▸ **Source text**

++++++++

Globe-trotting Vijay Mallya denies fleeing debts in India
Roula Khalaf, Editor of the FT, selects her favourite stories in this weekly newsletter.
Drinks baron Vijay Mallya, the hard-partying businessman once known as the “King of Good Times”, has been flitting in and out of India for years, gallivanting around the globe in pursuit of his cricket and Formula One teams, and to visit his scattered luxury properties.
But his most recent flight from India, possibly to the English countryside, has ignited a national furore. It came just as 17 frustrated Indian banks were seeking a court order to prevent the tycoon from travelling overseas until he settled more than $1.3bn of unpaid debts left by the 2012 collapse of his Kingfisher Airlines.
The departure has embarrassed Prime Minister Narendra Modi’s administration, which is under pressure from the central bank to get tough with entrepreneurs responsible for a mounting debt problem in India’s banking system.
Mr Mallya, who sold his lucrative spirits business to British drinks group Diageo in 2012, has been vilified in India’s national media as the embodiment of the feckless businessman who lives in extreme luxury, even as his companies fail to repay taxpayer funded state banks.
Amid the outcry over how he was able to fly to the UK, Mr Mallya told his nearly 5m Twitter followers on Friday. “I am an international businessman. I travel to and from India frequently. I did not flee from India and neither am I an absconder. Rubbish.”
“As an Indian MP, I fully respect and will comply with the law of the land. Our judicial system is sound and respected. But no trial by media.”
Mr Mallya complained last week that India’s media had turned him into the “poster boy” for all stressed assets in India’s banking system, which are estimated to be at least $117bn, though some believe the figure could be higher.
The furore has reverberated in India’s parliament. Opposition lawmakers have accused Mr Modi’s government of a “criminal conspiracy” to help the brash businessman, known for his diamond ear studs, to flee “first class”.

++++++++

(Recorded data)
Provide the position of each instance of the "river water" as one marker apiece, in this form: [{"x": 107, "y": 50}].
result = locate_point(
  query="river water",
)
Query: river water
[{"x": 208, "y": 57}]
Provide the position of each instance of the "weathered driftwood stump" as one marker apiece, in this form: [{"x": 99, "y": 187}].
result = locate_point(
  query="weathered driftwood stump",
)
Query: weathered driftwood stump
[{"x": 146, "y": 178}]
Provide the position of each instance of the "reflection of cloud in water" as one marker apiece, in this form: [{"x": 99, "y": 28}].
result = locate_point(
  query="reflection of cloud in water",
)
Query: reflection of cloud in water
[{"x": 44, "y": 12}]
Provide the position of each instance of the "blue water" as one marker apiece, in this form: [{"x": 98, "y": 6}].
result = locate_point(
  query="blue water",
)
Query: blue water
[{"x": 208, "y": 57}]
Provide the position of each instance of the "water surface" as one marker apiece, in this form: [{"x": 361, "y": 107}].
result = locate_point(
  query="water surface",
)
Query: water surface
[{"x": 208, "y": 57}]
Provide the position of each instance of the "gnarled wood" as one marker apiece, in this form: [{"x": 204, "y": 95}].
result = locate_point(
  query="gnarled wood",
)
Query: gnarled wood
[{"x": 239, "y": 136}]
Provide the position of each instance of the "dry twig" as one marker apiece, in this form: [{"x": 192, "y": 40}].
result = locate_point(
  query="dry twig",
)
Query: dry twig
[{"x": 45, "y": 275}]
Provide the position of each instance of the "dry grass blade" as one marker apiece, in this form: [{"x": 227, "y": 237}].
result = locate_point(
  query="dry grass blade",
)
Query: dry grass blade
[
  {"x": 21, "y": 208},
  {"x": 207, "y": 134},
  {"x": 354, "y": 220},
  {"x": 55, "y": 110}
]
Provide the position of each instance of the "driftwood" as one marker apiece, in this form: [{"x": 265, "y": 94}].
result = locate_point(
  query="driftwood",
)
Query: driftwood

++++++++

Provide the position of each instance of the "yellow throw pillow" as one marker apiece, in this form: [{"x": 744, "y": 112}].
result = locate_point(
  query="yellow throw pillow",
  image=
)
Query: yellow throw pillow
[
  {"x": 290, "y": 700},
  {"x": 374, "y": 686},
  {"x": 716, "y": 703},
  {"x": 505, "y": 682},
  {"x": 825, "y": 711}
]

++++++++

▸ **Set task 1**
According to the news article, how many Indian banks were seeking a court order to keep Vijay Mallya from traveling overseas?
▸ **Set task 2**
Pull out every line of the entries that contains the string "stump".

▸ **Correct answer 1**
17

▸ **Correct answer 2**
Provide the position of each instance of the "weathered driftwood stump" as one marker apiece, in this form: [{"x": 99, "y": 187}].
  query="weathered driftwood stump",
Query: weathered driftwood stump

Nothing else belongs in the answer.